抜粋:
● ● ● ● ● ● ●

介護職は安月給の代名詞だが、この理由は、職員自身にもあると言わねばならぬ

【介護職の所得が低いのはなぜか。事業構造それ自体に問題があるのは言うまでもない。が、そこで働く人々にも、おおいに理由があるのだ。 もろみ五郎】

職員A「五郎氏の言うとおりだな。確かに、儲からない構造になってはいる。なんせ、加算獲得合戦の場だからな」

職員B「そうなんですよねえ。夜勤何名でいくら加点、看取り何名でまた加点、って具合で、介護保険の点数をいかに上げてゆくか。これが経営者の腕の見せ所ですものね」

職員A「そうなんだよな。高収益の商品やサービスを開発してそれを大量に流通させて儲ける、っていう、営利企業が普通にやってるようなことができない。いきおい、加算分捕りの方向に向かざるを得ない」

職員B「でもそうすると、点数増に伴って、業務量も増えますからねえ。職員一人当たりの還元率は下がりますね」

職員A「うん、確かに。ただ。そういった構造的な問題以外に、個々の職員の質という点も無視できない。今回の論点はここだ」

職員B「そうですよねえ。びっくりするぐらいに無気力だったり、虐待に近いほど暴力的だったり、とんでもなく横柄だったりと、福祉の仕事以前に、社会人としてどうなの、って問いたくなる輩が少なからずいましたねえ」

● ● ● ● ● ● ●

元データ:
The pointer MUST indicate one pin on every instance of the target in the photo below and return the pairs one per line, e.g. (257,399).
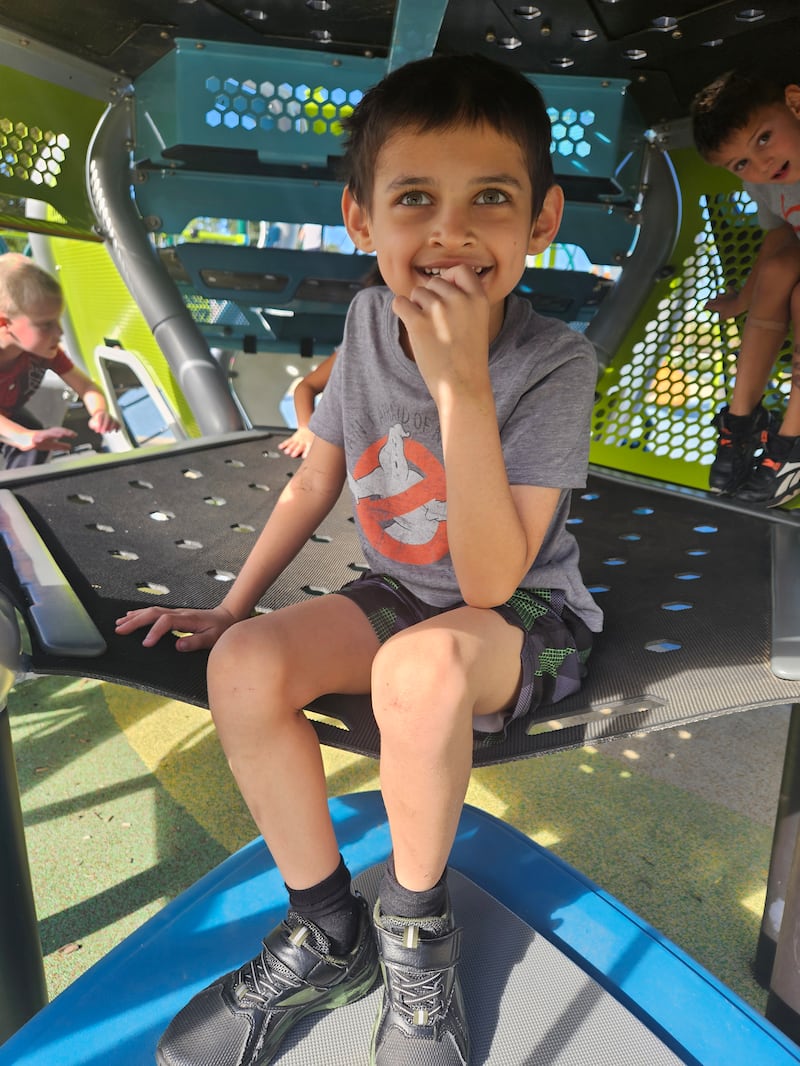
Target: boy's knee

● ● ● ● ● ● ●

記述課題:
1) 介護職の所得を論じた抜粋について、次の問いに答えてください。
(a) 職員Bが「経営者の腕の見せ所」と述べているのは何ですか。
(b) 点数増に伴って業務量が増えると、何が下がると職員Bは述べていますか。
(c) 職員Aが「今回の論点はここだ」と言う前に、構造的な問題以外に無視できないとしたのは何ですか。
2) 介護職の所得を論じた抜粋を、職員Bの最後の発言の後から、同じ対話形式で書き継いでください。

課題別解答:
1)
(a) 介護保険の点数をいかに上げてゆくか
(b) 職員一人当たりの還元率
(c) 個々の職員の質

2)
職員B「そうそう。私が働いていた老健では、利用者の男性に向かって、そう、面と向かってだよ、こう言い放った女性職員がいた。

あんたなんかねえ、息子に殴られて死ねばいいんだよ。

…耳を疑ったよ、このときは」

職員B「その職員、まだいるんですか」

職員A「たぶんね。人手不足だからな、明らかな犯罪行為でもなければ、クビにはなるまい」

職員B「嘆かわしいですよね、ほんと。今の例ほどじゃないんですけど、僕がいた特養で、看取りで余命いくばくもない利用者さんの部屋から出てきた女性職員がですね、

ねえ、もうじき死ぬ人の部屋の中って、独特の臭いがするよね。

…死臭がするって言いたかったんでしょうかねえ」

職員A「暴言もいいところだな、全く。まあ、その程度の意識しか持たず働いてる連中というのは、決して少数派じゃないんだよな。食事介助の方法にしても、鶏にエサ上げるときの方がマシだな、って言いたくなるようなやり方が堂々とまかり通る。入浴介助だって、大根を洗うようにして、さっさと流れ作業で終わらせてしまう」

職員B「そうですよね。でも、そういった介助技術や個々の業務のやり方以前の問題として、被雇用者としての意識の低さもあると思うんですよ」

職員A「それなんだな、実際。賞与の支給が2か月遅れても、誰も文句を言わない。もらえりゃいい、って姿勢なんだな。どこもそうとは言わないが、働く者の権利という視点が弱いんじゃないだろうか」

職員B「それとですね、一般企業では普通にできてることができてない、っていう点も指摘したいですね。例えば在庫管理。オムツ等の衛生用品の管理がいい加減なんですね。何があと何ケース残ってるか、誰も把握してない。食品その他の廃棄ロスが出た場合、具体的にいくらの損になるか、誰も勘定しようとしない」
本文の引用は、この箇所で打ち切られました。